— Problem requirements —
Leaving the pictures aside, transcribe every line below exactly.

— Data —
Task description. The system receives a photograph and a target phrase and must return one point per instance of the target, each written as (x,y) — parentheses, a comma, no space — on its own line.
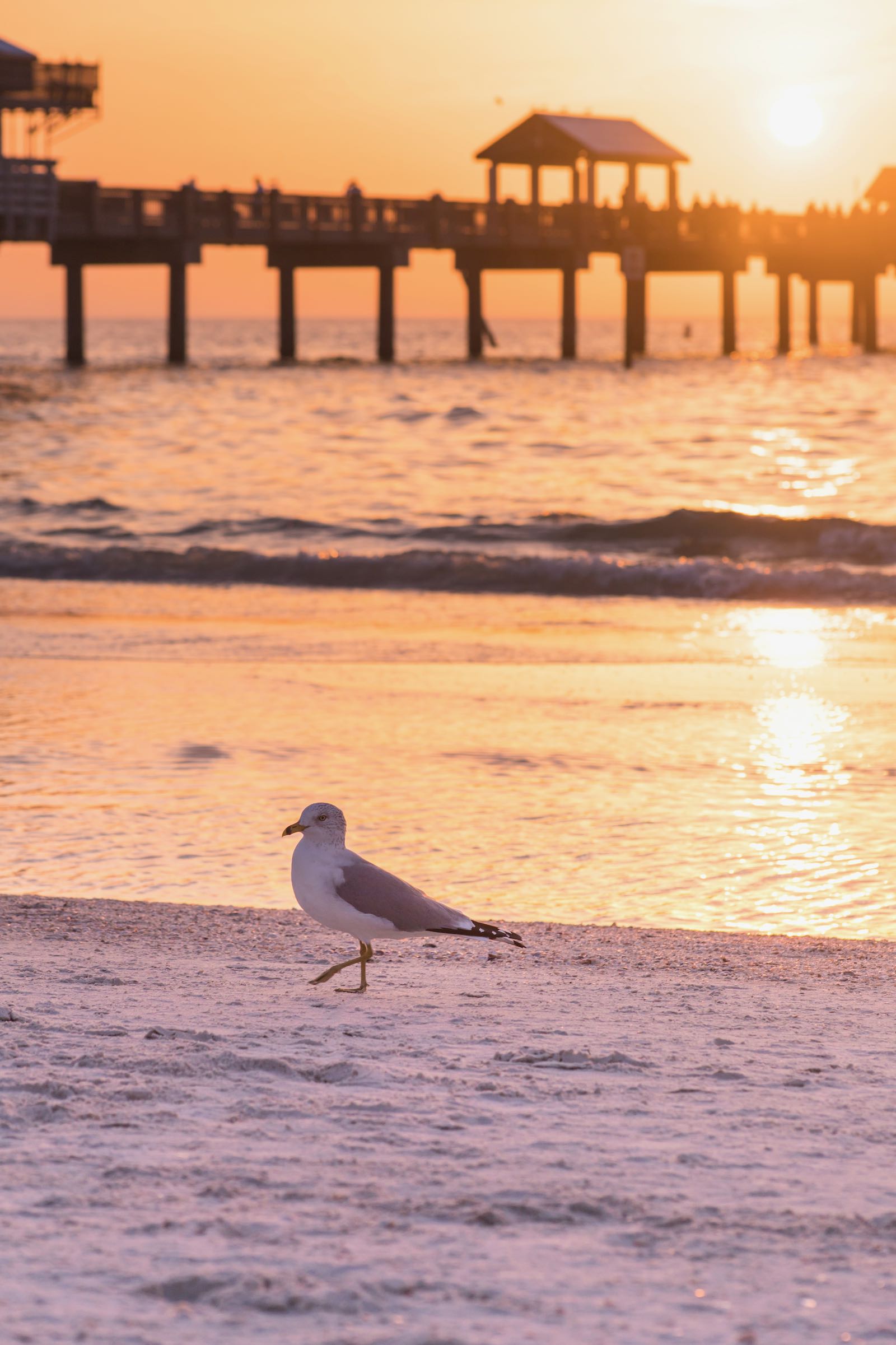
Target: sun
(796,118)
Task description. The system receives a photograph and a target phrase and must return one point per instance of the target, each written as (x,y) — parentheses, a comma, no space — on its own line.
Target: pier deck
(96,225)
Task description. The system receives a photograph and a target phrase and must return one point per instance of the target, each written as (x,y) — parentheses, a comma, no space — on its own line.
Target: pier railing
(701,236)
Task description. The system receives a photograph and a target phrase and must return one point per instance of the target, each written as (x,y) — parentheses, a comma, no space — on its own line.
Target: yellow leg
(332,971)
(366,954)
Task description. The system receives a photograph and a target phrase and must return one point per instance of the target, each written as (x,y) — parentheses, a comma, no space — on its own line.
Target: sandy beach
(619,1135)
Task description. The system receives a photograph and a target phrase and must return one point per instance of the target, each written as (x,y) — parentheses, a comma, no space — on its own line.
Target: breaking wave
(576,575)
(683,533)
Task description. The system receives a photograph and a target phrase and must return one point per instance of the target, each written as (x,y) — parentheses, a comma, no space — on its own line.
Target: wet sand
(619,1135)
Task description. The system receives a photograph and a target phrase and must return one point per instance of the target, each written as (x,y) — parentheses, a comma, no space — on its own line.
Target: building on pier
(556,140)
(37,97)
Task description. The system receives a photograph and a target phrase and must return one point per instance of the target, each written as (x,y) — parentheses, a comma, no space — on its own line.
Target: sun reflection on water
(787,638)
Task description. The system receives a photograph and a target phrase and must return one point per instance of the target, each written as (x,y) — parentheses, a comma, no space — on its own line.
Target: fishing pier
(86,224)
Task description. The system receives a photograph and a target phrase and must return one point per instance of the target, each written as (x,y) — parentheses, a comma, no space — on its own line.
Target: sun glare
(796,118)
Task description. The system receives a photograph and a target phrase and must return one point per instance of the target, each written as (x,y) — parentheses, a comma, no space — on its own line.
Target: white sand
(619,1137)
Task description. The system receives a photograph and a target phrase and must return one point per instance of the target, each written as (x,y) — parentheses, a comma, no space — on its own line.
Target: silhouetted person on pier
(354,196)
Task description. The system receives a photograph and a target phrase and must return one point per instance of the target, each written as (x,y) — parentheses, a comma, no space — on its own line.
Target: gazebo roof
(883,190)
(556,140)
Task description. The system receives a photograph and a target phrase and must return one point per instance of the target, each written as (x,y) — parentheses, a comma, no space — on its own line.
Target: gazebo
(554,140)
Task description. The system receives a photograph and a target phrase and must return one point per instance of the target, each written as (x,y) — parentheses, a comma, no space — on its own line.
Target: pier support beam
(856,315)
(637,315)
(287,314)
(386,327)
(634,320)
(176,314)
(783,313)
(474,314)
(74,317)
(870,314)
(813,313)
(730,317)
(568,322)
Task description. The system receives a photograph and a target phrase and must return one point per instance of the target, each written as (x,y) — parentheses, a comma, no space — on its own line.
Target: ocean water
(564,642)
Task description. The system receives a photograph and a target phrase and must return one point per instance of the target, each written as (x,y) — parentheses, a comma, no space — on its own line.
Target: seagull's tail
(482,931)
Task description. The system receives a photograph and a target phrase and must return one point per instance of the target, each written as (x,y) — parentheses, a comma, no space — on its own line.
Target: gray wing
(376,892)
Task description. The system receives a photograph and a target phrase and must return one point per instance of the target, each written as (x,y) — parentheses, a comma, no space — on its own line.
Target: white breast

— Solution for this problem —
Task description. The system receives a photograph and a target phrase and must return one point per instance of the target, each written as (x,y) — parentheses, a comma, no space — on its own line.
Target: sun
(796,118)
Task description. The system receives a photograph and a target phrase and must return one point per instance of the target, each written as (x,y) — parentheses, a comma, no space — on its own line.
Target: pier deck
(96,225)
Task description. The system receives a photograph and a target phrase and must return one point per instance of the target, each written as (x,y) — parentheses, a comma, no space — on its own line.
Target: pier railing
(701,236)
Task description. The system receives a photograph and a target phrase and must return one point per instance of the target, each written as (x,y) — parentheses, a comma, no space — on its own line.
Target: yellow leg
(332,971)
(366,954)
Task description. The system receives a photograph and a target phrase and must return one point per instance of the target, each written as (x,y) — parentheses, a comma, no space — on its own line.
Target: sandy beach
(619,1135)
Task description. The system receives a photograph and a target phrase and must return one point per instance of the target, each written as (x,y) — parentheses, a comma, no space — on its own line.
Target: breaking wave
(576,575)
(683,533)
Task description. The system receives a photograph and a target phrase and must return one point per instance of the target, each written as (x,y) — parentheses, a comma, no space — on its own line.
Target: wet sand
(619,1135)
Task description. The system receives a photograph and a target phrase and must return one point per instance of the target, each written as (x,y) — parentheses, a comma, no space — on its own line.
Target: building on pier
(556,140)
(37,97)
Task description. The system receives a photograph and a target phrase and must return one point per instance of the target, each written as (x,y) — parentheses, a comma, no space — on its own line.
Target: sun reflection on water
(787,638)
Task description. The system receives a photograph and a target phrase and must return one point per instance of the target, each written as (x,y) — parentheses, a comma, no space — on its own line.
Target: fishing pier
(86,224)
Task description. The system receives a photograph and a target phrase and must return one point per instance of the target, each written as (x,y) — parentheses, a comma, no space — on its own line.
Target: sun glare
(796,118)
Task description. The system receives a photograph and a target phrase and must return one point per instance of the target, each written as (x,y) — parentheses, a comma, no space — on its own line.
Target: white sand
(619,1137)
Task description. The system receives a photograph and a target phrase and must return one point per instance of the target, each written as (x,y) — parentheses, a comma, no space — on its own line.
Target: silhouetted person on pier
(354,196)
Task description. The system receives a photograph and a target phrase and must return one point per instance of the target, each written as (x,y) — parentheses, a comma, no space — on its own line.
Target: gazebo roof
(883,190)
(556,140)
Task description. The system receives a photograph and a target phrase and must return one point per instance of the target, each written as (x,y) — parentheses, a comma, no space — on its own line.
Target: gazebo
(554,140)
Task description. The system receives a photograph and a target phrase and must return one point per instance of the target, each written as (x,y) — parentheses, a comma, no space — on its own line.
Target: pier support beam
(856,315)
(637,315)
(287,314)
(386,327)
(634,320)
(176,314)
(783,313)
(474,314)
(74,317)
(870,314)
(813,313)
(730,317)
(568,322)
Task description. The system receives a photograph and a target phrase and must return one point per instance of the target, each written as (x,y) — parentheses, a comma, no space — on its own line.
Target: ocean water
(564,642)
Task description. The system receives a photograph and a target phrase and must return one point per instance of the target, each written as (x,y) — parentheses, a comma, no space — on its own line.
Target: seagull's tail
(482,931)
Task description. The system receives a photograph and a target phrase and must return one point per instance of the target, each written as (x,y) — parentheses, a comma, no space — on its own line.
Target: gray wing
(376,892)
Task description. The system receives a photograph and a target phrase and must return one point per instance of the target, each written as (x,y) — parentheses, a comma, no space — on its own line.
Target: white breast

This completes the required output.